## TASK ITEM
All lines from the one that mentions "Please indicate the red" through the last of the entries below must be copied exactly, with both ends kept.
--- START ---
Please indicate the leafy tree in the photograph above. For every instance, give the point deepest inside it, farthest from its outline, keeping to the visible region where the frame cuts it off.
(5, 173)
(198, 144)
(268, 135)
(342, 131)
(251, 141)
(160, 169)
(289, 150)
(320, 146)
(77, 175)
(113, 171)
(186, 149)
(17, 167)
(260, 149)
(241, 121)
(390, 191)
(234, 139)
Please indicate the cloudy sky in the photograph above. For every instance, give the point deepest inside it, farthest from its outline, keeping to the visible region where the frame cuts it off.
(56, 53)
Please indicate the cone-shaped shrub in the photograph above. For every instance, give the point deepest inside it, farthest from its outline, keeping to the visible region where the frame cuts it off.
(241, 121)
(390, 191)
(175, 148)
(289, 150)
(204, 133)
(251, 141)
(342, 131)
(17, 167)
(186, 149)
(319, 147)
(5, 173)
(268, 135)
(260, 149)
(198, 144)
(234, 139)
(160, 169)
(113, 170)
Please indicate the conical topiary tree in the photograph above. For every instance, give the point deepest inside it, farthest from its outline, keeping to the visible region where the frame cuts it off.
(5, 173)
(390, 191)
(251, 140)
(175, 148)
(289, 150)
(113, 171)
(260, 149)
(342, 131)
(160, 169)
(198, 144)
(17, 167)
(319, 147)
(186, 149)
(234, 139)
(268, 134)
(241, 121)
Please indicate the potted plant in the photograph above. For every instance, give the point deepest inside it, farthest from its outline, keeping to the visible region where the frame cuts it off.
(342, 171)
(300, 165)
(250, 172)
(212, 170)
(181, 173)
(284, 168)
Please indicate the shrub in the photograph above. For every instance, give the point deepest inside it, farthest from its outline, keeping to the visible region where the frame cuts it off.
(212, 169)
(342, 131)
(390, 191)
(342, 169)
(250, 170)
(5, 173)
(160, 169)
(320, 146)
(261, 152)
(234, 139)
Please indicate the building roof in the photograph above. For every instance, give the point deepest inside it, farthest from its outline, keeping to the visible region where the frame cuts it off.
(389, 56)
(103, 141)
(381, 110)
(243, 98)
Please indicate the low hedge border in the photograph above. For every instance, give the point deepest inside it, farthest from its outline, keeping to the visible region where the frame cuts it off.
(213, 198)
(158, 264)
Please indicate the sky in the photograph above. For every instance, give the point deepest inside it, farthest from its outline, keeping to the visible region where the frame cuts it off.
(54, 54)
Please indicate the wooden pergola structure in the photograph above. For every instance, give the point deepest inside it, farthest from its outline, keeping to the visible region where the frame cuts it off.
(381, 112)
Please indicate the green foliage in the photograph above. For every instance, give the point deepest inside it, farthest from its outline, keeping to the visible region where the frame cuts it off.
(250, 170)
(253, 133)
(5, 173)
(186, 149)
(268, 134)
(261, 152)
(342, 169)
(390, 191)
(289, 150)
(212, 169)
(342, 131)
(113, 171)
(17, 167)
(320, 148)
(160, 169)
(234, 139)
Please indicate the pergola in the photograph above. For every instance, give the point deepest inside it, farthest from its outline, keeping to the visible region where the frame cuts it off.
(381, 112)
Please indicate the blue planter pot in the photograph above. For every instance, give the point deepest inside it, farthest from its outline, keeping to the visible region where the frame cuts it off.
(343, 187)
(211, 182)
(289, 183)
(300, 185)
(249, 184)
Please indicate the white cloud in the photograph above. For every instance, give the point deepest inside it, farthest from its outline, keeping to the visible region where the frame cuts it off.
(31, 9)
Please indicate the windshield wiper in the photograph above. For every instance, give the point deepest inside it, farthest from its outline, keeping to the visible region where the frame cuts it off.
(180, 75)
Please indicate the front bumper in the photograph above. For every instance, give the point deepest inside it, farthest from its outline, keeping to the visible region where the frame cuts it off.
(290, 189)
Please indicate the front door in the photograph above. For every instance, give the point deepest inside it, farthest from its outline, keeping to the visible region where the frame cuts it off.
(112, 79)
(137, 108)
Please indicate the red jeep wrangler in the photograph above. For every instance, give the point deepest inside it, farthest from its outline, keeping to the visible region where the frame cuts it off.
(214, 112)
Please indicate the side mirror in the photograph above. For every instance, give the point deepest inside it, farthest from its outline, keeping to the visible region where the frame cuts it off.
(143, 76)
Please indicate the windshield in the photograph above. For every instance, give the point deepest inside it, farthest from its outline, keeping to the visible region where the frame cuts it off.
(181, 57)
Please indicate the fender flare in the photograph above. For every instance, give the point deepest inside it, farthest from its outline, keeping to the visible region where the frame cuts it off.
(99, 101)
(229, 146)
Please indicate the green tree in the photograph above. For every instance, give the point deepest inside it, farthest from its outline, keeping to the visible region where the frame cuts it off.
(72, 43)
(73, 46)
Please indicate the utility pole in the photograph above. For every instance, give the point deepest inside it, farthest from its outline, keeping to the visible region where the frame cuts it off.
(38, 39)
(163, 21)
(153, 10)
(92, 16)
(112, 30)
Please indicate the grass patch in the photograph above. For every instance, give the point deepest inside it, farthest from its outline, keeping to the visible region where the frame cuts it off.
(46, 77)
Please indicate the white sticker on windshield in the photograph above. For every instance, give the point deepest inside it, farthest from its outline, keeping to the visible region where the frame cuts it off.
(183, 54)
--- END ---
## RESPONSE
Please indicate the red jeep wrangler in the photograph above. For every instance, give the point deepest inside it, farthest from its outline, keeping to the visible region where the frame cuts it off.
(214, 112)
Please indicate the side mirror in the photograph above. For every instance, give the point deepest inside it, farthest from its outline, keeping to the visible region where the frame cuts it off.
(143, 76)
Please indicate the windshield in the photograph above. For every instance, give the point deepest inside it, farthest from its outline, keeping to the visible region where the frame cuts it off.
(181, 57)
Please indicate the fender flare in the photograph above. For every instance, give the point deepest inside it, farthest from its outline, keeping to the visible region where the frame cuts it off.
(99, 101)
(229, 146)
Please indicate the green tree in the photograph above. For every instance, give the point deepest inside it, farthest from its outline, keeping to the visible region where the frame cuts it off.
(72, 43)
(73, 46)
Please indicate the utility pole in the photograph above. For every instance, give the point deepest inside it, farthest from its outline, keeping to the visible region where the frame cuts it off.
(38, 39)
(163, 21)
(153, 10)
(92, 16)
(112, 30)
Please indicate the grass patch in the photograph above. For every instance, give the point deepest inside it, farthest from its outline, keeping to the visible region where the frame cuts it off.
(46, 77)
Please indicate the white sticker on windshield in the photograph above. For every instance, give the point deepest inside it, farthest from its outline, keeping to the visible region where the frame cuts it off.
(183, 54)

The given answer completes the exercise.